Undeterred by a subject difficult to pin down, Italian theoretical physicist Rovelli (Reality Is Not What It Seems: The Journey to Quantum Gravity, 2017, etc.) explains his thoughts on time.

Other scientists have written primers on the concept of time for a general audience, but Rovelli, who also wrote the bestseller Seven Brief Lessons on Physics, adds his personal musings, which are astute and rewarding but do not make for an easy read. “We conventionally think of time,” he writes, “as something simple and fundamental that flows uniformly, independently from everything else, uniformly from the past to the future, measured by clocks and watches. In the course of time, the events of the universe succeed each other in an orderly way: pasts, presents, futures. The past is fixed, the future open….And yet all of this has turned out to be false.” Rovelli returns again and again to the ideas of three legendary men. Aristotle wrote that things change continually. What we call “time” is the measurement of that change. If nothing changed, time would not exist. Newton disagreed. While admitting the existence of a time that measures events, he insisted that there is an absolute “true time” that passes relentlessly. If the universe froze, time would roll on. To laymen, this may seem like common sense, but most philosophers are not convinced. Einstein asserted that both are right. Aristotle correctly explained that time flows in relation to something else. Educated laymen know that clocks register different times when they move or experience gravity. Newton’s absolute exists, but as a special case in Einstein’s curved space-time. According to Rovelli, our notion of time dissolves as our knowledge grows; complex features swell and then retreat and perhaps vanish entirely. Furthermore, equations describing many fundamental physical phenomena don’t require time.
------------------------------------------------
* [ACTIONS TO TAKE]:
**a.** Reproduce the passage on Rovelli's view of time from "Undeterred by a" to "thoughts on time.".
**b.** In the passage on Rovelli's view of time, what nationality and field are given for Rovelli?
The data plays no part in this.

[Entries from a pointing dataset]
------------------------------------------------
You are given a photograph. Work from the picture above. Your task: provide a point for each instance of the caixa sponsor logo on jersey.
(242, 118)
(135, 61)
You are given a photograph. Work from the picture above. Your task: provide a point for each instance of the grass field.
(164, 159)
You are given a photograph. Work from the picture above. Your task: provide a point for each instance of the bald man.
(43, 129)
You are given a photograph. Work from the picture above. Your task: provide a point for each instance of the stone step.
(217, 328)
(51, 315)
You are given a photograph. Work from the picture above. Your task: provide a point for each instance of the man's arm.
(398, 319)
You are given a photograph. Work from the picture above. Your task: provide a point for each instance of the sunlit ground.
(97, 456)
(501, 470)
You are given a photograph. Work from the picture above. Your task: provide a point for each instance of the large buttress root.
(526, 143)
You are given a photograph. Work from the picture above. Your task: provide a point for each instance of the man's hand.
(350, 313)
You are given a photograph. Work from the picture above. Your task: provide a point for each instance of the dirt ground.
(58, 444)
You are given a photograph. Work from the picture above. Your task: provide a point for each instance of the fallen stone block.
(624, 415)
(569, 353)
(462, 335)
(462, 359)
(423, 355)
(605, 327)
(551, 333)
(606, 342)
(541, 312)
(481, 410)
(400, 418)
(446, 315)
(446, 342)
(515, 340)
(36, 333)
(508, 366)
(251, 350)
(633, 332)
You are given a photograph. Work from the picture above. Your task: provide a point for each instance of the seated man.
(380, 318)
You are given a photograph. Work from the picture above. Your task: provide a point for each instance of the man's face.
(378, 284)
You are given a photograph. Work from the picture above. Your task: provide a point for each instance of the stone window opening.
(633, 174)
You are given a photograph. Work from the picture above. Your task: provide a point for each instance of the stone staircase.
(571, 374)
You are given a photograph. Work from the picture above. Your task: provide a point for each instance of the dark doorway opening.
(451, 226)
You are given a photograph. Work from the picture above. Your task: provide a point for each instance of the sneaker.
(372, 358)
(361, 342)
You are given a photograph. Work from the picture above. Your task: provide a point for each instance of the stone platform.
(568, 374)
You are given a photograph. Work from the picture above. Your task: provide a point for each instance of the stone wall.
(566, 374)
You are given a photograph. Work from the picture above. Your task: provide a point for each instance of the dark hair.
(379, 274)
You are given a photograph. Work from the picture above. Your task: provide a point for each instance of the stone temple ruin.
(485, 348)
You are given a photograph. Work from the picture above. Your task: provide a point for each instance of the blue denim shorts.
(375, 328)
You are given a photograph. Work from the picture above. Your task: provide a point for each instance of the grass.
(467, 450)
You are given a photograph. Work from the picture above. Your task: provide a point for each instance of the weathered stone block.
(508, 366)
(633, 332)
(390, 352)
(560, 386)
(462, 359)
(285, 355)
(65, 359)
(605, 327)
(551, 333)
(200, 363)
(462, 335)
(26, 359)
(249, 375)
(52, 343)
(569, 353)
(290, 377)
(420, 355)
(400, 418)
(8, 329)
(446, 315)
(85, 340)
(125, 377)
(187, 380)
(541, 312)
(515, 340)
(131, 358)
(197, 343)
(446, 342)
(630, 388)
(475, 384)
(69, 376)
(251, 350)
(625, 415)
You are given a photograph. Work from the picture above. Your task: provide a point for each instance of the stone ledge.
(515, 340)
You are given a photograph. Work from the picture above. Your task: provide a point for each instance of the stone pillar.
------------------------------------------------
* [IN RESPONSE]:
**a.**
Undeterred by a subject difficult to pin down, Italian theoretical physicist Rovelli (Reality Is Not What It Seems: The Journey to Quantum Gravity, 2017, etc.) explains his thoughts on time.

**b.** He is an Italian theoretical physicist.